Life is full of the unforeseen—twists and turns and ironies that crop up when we least expect it. What happened to me recently underscores the point.
First, let me take you back, way back to the late fall of 1965 at a place called the Baltimore Civic Center and a rock group called the Rolling Stones. The Stones were on their second American tour that November when they dropped into town, famous for its steamed crabs and birthplace of the Star Spangled Banner. The group was riding high (no pun intended) with a number one single on America's Top 40, Get Off Of My Cloud. Satisfaction, which would be high on the list of greatest rock songs, had been released the previous summer. They weren't quite as popular with the general public as The Beatles. However, rock fans that favored a raw, bluesy sound, along with a bad boy image to go with it, might pick the Stones over the Fab Four.
Larry Rudo and Burt Winaker, neighbors and high school buddies, were two of those rock fans who went to see Mick, Keith, Charlie, Bill and Brian on that Saturday in November. They went to hear the music, not meet babes. But, as luck would have it, they did both when the two girls they were sitting next to, Jill Adler and Sarah Hershey, struck up a conversation. Both girls, like Larry and Burt, were serious Stones fans, the guys told me later. They didn't scream and swoon, they grooved on the music. They exchanged phone numbers and plans to see each other after the concert. Sarah and Burt fizzled out for reasons lost to time. But Larry and Jill started seeing each other, which is where I entered the picture, mainly because I had access to a car during weekdays. In fact, I was the main driver in our carpool group going to and from our high school, a stone Gothic pile built in the late nine-teen twenties. The "castle on the hill," it was called, for obvious reasons.

Segmentation dataset excerpts
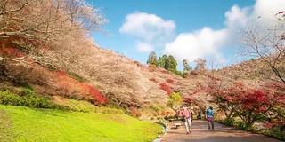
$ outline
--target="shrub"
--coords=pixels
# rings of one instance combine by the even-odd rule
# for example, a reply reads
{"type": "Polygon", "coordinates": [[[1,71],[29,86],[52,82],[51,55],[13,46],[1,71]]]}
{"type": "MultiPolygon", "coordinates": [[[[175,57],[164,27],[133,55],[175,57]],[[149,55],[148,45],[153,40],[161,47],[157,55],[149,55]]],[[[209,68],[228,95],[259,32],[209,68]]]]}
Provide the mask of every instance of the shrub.
{"type": "Polygon", "coordinates": [[[167,85],[165,83],[160,83],[160,89],[167,91],[167,95],[171,94],[171,89],[168,85],[167,85]]]}
{"type": "Polygon", "coordinates": [[[32,91],[26,90],[27,94],[11,93],[9,91],[0,91],[0,104],[10,106],[23,106],[36,108],[63,108],[53,104],[49,99],[37,96],[32,91]]]}
{"type": "Polygon", "coordinates": [[[226,124],[228,126],[233,126],[234,125],[234,119],[233,118],[225,118],[224,124],[226,124]]]}
{"type": "Polygon", "coordinates": [[[167,82],[168,83],[175,83],[175,81],[172,80],[172,79],[167,79],[167,82]]]}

▸ TASK REQUIREMENTS:
For each statement, answer yes or no as to whether it agrees with the account of the 1965 Rolling Stones concert, and quote the words from that account that decide it. (a) The concert took place at the Baltimore Civic Center. (b) Sarah and Burt went on seeing each other after the concert. (c) The narrator's high school was built in the late nineteen-twenties.

▸ FINAL RESULT:
(a) Yes: "a place called the Baltimore Civic Center"
(b) No: "Sarah and Burt fizzled out for reasons lost to time."
(c) Yes: "a stone Gothic pile built in the late nine-teen twenties"